***** DATA ROWS *****
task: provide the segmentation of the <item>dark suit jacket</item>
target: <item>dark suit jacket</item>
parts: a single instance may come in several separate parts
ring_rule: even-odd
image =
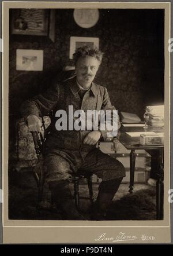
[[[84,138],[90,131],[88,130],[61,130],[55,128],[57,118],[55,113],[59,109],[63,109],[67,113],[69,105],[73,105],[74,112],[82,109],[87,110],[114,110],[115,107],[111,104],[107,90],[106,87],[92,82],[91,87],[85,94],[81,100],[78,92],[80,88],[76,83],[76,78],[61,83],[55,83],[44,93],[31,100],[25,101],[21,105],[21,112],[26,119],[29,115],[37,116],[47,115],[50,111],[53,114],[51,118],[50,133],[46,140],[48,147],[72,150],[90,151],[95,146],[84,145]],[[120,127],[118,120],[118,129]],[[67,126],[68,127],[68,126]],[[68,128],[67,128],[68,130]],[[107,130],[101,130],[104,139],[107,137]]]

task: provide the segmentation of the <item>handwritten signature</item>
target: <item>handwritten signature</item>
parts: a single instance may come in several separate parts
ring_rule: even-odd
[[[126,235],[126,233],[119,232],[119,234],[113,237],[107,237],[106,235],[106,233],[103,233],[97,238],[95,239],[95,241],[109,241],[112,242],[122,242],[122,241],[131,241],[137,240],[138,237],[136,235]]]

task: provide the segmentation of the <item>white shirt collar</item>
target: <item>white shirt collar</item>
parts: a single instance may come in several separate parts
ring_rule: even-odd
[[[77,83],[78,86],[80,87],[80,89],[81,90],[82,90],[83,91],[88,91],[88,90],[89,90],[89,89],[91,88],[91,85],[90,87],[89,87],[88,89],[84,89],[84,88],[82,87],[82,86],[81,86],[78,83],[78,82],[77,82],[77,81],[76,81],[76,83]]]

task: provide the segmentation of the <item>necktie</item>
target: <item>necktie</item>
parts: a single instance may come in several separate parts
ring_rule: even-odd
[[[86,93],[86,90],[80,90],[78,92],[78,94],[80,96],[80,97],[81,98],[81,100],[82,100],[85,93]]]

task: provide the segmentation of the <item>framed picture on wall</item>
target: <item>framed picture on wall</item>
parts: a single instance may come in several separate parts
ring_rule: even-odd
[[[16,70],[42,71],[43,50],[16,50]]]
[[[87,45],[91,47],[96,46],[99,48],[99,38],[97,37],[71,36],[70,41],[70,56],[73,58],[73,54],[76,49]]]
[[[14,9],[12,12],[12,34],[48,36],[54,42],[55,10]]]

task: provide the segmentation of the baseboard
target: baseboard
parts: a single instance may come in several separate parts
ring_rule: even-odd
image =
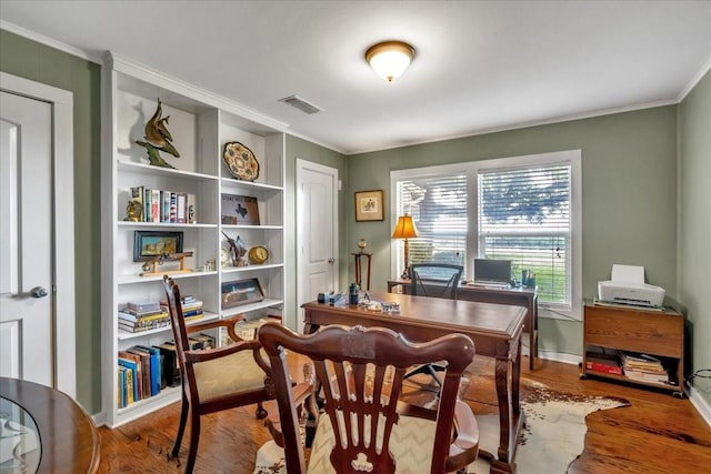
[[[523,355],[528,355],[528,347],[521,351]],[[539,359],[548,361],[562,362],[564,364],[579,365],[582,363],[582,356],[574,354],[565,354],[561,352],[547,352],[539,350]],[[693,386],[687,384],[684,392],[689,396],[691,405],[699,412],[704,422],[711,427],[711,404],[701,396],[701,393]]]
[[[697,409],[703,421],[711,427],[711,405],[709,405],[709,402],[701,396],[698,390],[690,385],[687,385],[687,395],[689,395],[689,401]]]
*****
__THE PROBLEM__
Reproduce all of the items above verbatim, but leave out the pictures.

__TASK SOLUTION__
task: provide the segmentation of the <item>dark suit jacket</item>
target: <item>dark suit jacket</item>
parts: a single instance may come in several separate parts
ring_rule: even-odd
image =
[[[84,138],[90,131],[88,130],[61,130],[55,128],[57,118],[55,113],[59,109],[63,109],[67,113],[69,105],[73,105],[74,112],[82,109],[87,110],[114,110],[115,107],[111,104],[107,90],[106,87],[92,82],[91,87],[85,94],[81,100],[78,92],[80,88],[76,83],[76,78],[61,83],[55,83],[44,93],[31,100],[25,101],[21,105],[21,112],[26,119],[29,115],[37,116],[47,115],[50,111],[53,114],[51,118],[50,133],[46,140],[48,147],[72,150],[90,151],[95,146],[84,145]],[[120,127],[118,120],[118,129]],[[67,126],[68,127],[68,126]],[[68,128],[67,128],[68,130]],[[107,130],[101,130],[104,139],[107,137]]]

task: provide the segmentation of the <item>handwritten signature</item>
target: <item>handwritten signature</item>
parts: a single instance may come in several separate parts
ring_rule: even-odd
[[[126,235],[126,233],[119,232],[119,234],[113,237],[107,237],[106,235],[106,233],[103,233],[97,238],[95,239],[95,241],[109,241],[112,242],[122,242],[122,241],[131,241],[137,240],[138,237],[136,235]]]

task: provide the segmentation of the <item>white shirt collar</item>
target: <item>white shirt collar</item>
parts: a single instance may come in several separate parts
ring_rule: even-odd
[[[77,83],[78,86],[80,87],[80,89],[81,90],[82,90],[83,91],[88,91],[88,90],[89,90],[89,89],[91,88],[91,85],[90,87],[89,87],[88,89],[84,89],[84,88],[82,87],[82,86],[81,86],[78,83],[78,82],[77,82],[77,81],[76,81],[76,83]]]

task: provide the segmentation of the <item>necktie</item>
target: <item>necktie</item>
parts: a single instance may come in several separate parts
ring_rule: even-odd
[[[86,93],[86,90],[80,90],[78,92],[78,94],[80,96],[80,97],[81,98],[81,100],[82,100],[85,93]]]

task: provide the segmentation of the <item>framed picture on wall</item>
target: <item>framed picture on wall</item>
parts: a single instance may come in several separate parts
ring_rule: even-odd
[[[16,70],[42,71],[43,50],[16,50]]]
[[[87,45],[91,47],[96,46],[99,48],[99,38],[97,37],[71,36],[70,41],[70,56],[73,58],[73,54],[76,49]]]
[[[14,9],[12,12],[12,34],[48,36],[54,42],[55,10]]]

task: provide the segmentation of the baseboard
target: baseboard
parts: a single instance may come in several separate parts
ring_rule: even-odd
image =
[[[523,355],[528,355],[528,347],[521,351]],[[539,359],[548,361],[562,362],[564,364],[579,365],[582,363],[582,356],[574,354],[565,354],[561,352],[547,352],[539,350]],[[693,386],[687,384],[684,392],[689,396],[691,405],[699,412],[704,422],[711,427],[711,404],[701,396],[701,393]]]
[[[697,409],[703,421],[711,427],[711,405],[709,405],[709,402],[701,396],[698,390],[690,385],[687,385],[687,395],[689,395],[689,401]]]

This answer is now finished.